- [TEXTO FUENTE]
******************************

Cuando las defensas se vuelven enemigas: la paradoja de la leucemia

Ciencia y salud
Por: Dr. Miguel Ángel OLIVAS AGUIRRE

Preservar la salud del organismo es elemental, para ello la naturaleza nos dotó de un sistema de defensa extraordinario: el sistema inmune.

El cual está conformado por una diversidad de células capaces de identificar y contener amenazas como bacterias, virus, parásitos e incluso partículas extrañas al organismo, como los alérgenos. Todo esto suena lógico: si algo viene de afuera, nuestro cuerpo lo reconoce y responde. Pero, ¿qué pasa con el cáncer? Después de todo, son células propias. ¿El organismo también tiene mecanismos para detectarlo y combatirlo?

La respuesta es sí. Entre nuestros “soldados” destacan dos tipos: los linfocitos T (CD8+) y las células NK (del inglés Natural Killer, asesinas naturales o CD56+). No te intimiden las siglas ni los números; se utilizan porque a simple vista estas células se parecen mucho, y fue necesario identificarlas con base en proteínas específicas que las distinguen. Es como cuando a las personas, que en general lucimos parecidos, nos nombran por un rasgo particular: “el güero”, “la morena”, “el chimuelo”…

Dentro de las armas de estos soldados, tanto las CD8+ como las NK tienen en su interior pequeños paquetes llamados gránulos citotóxicos. En ellos se guardan enzimas como la perforina y la granzima, que funcionan como un par de proyectiles: la primera perfora la membrana de la célula cancerosa y la segunda entra para provocar su muerte. De esta manera (que no es la única), nuestro sistema inmune cuenta con mecanismos naturales anticáncer.

******************************

Entradas guardadas:

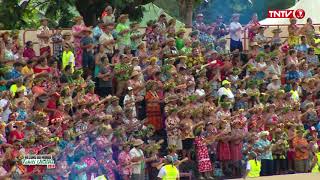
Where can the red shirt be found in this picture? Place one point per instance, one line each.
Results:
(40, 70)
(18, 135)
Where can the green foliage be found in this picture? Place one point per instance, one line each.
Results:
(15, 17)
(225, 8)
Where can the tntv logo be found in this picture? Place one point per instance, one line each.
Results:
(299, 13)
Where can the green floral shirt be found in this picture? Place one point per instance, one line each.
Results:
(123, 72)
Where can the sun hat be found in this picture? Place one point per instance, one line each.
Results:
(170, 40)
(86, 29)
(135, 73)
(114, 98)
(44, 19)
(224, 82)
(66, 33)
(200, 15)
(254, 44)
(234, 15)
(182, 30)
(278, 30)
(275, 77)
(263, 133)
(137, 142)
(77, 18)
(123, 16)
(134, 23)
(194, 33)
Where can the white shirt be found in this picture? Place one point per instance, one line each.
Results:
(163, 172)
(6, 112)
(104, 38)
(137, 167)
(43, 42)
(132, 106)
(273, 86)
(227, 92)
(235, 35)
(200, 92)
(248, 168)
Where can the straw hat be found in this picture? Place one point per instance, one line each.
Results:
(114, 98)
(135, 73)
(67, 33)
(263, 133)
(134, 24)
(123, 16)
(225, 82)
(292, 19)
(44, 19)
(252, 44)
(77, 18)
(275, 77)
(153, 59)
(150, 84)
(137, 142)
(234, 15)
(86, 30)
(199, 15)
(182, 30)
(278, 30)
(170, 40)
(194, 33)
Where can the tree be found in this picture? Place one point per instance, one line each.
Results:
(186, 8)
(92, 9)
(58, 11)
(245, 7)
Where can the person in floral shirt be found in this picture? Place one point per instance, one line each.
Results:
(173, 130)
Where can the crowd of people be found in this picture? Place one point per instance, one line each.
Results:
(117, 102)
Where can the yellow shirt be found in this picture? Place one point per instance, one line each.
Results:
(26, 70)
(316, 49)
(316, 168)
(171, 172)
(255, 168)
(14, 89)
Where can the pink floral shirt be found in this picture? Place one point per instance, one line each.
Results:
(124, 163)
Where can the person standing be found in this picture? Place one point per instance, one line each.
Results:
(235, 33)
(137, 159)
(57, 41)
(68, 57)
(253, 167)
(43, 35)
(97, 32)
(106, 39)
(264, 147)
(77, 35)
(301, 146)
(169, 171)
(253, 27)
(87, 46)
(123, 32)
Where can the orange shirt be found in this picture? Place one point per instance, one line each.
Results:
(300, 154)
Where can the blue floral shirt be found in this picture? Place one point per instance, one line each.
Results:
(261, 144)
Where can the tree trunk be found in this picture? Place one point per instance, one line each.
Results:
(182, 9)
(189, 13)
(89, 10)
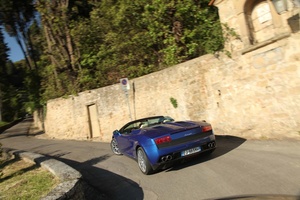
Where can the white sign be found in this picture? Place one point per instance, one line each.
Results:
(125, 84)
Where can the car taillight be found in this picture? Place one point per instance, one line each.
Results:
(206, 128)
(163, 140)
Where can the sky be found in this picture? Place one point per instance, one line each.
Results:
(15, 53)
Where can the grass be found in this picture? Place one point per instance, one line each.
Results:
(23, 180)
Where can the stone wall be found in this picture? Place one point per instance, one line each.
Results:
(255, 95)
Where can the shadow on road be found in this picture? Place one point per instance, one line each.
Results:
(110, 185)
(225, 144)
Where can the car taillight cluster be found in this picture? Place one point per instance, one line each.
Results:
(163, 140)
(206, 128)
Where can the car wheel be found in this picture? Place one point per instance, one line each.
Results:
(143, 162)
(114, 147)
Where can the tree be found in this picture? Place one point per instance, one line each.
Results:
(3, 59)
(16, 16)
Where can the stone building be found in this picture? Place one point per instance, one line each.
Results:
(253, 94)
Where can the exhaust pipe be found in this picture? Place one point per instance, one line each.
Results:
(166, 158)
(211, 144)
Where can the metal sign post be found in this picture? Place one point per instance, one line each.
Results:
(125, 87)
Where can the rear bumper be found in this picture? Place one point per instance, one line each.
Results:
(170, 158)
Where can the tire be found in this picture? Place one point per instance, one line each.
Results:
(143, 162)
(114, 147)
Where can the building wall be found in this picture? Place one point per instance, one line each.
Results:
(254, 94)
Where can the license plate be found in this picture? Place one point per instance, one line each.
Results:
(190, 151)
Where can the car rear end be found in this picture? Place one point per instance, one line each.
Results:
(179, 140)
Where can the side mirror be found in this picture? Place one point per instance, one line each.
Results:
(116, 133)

******************************

- [ACCIÓN REQUERIDA A]
Responde estas preguntas sobre el artículo del sistema inmune y el cáncer:
(i) ¿Qué amenazas puede identificar y contener el sistema inmune?
(ii) ¿Qué dos tipos de "soldados" destacan contra el cáncer?
(iii) ¿Qué hace la perforina y qué hace la granzima?
- [ACCIÓN REQUERIDA B] Prosigue el artículo sobre el sistema inmune y el cáncer desde el punto en que se detiene.

- [ESPACIO DE RESPUESTA A]
(i) Bacterias, virus, parásitos e incluso partículas extrañas al organismo, como los alérgenos.
(ii) Los linfocitos T (CD8+) y las células NK (Natural Killer o CD56+).
(iii) La perforina perfora la membrana de la célula cancerosa, y la granzima entra para provocar su muerte.

- [ESPACIO DE RESPUESTA B]
Entonces surge la pregunta: si existe una maquinaria tan efectiva, ¿por qué algunos cánceres logran crecer, propagarse y sólo pueden tratarse con medicamentos? Un ejemplo fascinante lo encontramos en la leucemia, un cáncer que se origina justo en las células del sistema inmune. En este caso, los linfocitos dejan de cumplir su función protectora y, en cambio, empiezan a reproducirse sin control. Imagina tener en casa a alguien que no trabaja ni ayuda, pero sí consume toda la comida y, además, se multiplica sin parar. Al poco tiempo la casa está repleta y quienes antes cumplían con su labor de protección se ven desplazados. Esa es la dinámica de la leucemia.

La situación se complica porque estas células malignas invaden los lugares donde se produce nuestro sistema inmune —la médula ósea, por ejemplo— y devastan el entorno. Y el problema empeora, pues ahí también se producen otros componentes de la sangre. Por eso los pacientes con leucemia suelen presentar infecciones recurrentes, anemia, moretones y fatiga: el organismo deja de producir las células necesarias para defenderse y funcionar.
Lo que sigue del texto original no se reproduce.